> REQUISITOS
- A) Según el fragmento sobre los dones jerárquicos y carismáticos, ¿con qué expresión llama Ireneo de Lyon al Hijo y al Espíritu Santo?
- B) Reproduce literalmente el tramo del fragmento sobre los dones jerárquicos y carismáticos que va desde "Jesús mismo relaciona" hasta "Verbo hecho carne[37].".

> FRAGMENTO DEL TEXTO
━━━

III. Base teológica de la relación entre dones jerárquicos y carismáticos
Horizonte trinitario y cristológico de los dones del Espíritu Santo
11. Con el fin de comprender las razones subyacentes de las relaciones co-esenciales entre dones
jerárquicos y carismáticos es oportuno recordar su fundamento teológico. De hecho, la necesidad de superar
cualquier confrontación estéril o extrínseca yuxtaposición entre los dones jerárquicos y carismáticos, se exige
por la misma economía de la salvación, que incluye la relación intrínseca entre las misiones del Verbo
encarnado y del Espíritu Santo. De hecho, todo don del Padre implica la referencia a la acción conjunta y
diferenciada de las misiones divinas: todo don procede del Padre, por el Hijo, en el Espíritu Santo. El don del
Espíritu en la Iglesia está ligado a la misión del Hijo, insuperablemente cumplida en su misterio pascual.
Jesús mismo relaciona el cumplimiento de su misión al envío del Espíritu en la comunidad creyente[34]. Por
esta razón, el Espíritu Santo no puede de ninguna manera inaugurar una economía diferente a la
del Logos divino encarnado, crucificado y resucitado[35]. De hecho, toda la economía sacramental de la
Iglesia es la realización pneumatológica de la encarnación: por lo que el Espíritu Santo es considerado por la
tradición como el alma de la Iglesia, Cuerpo de Cristo. La acción de Dios en la historia implica siempre la
relación entre el Hijo y el Espíritu Santo, a quien Ireneo de Lyon sugestivamente llama «las dos manos del
Padre»[36].En este sentido, todos los dones del Espíritu están en relación con el Verbo hecho carne[37].

━━━

> DATOS MOSTRADOS
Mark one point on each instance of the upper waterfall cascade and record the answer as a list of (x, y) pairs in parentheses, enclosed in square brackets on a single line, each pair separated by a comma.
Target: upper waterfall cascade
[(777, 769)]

━━━

> RESPUESTAS POR TAREA
- A) Los llama «las dos manos del Padre».

- B)
Jesús mismo relaciona el cumplimiento de su misión al envío del Espíritu en la comunidad creyente[34]. Por
esta razón, el Espíritu Santo no puede de ninguna manera inaugurar una economía diferente a la
del Logos divino encarnado, crucificado y resucitado[35]. De hecho, toda la economía sacramental de la
Iglesia es la realización pneumatológica de la encarnación: por lo que el Espíritu Santo es considerado por la
tradición como el alma de la Iglesia, Cuerpo de Cristo. La acción de Dios en la historia implica siempre la
relación entre el Hijo y el Espíritu Santo, a quien Ireneo de Lyon sugestivamente llama «las dos manos del
Padre»[36].En este sentido, todos los dones del Espíritu están en relación con el Verbo hecho carne[37].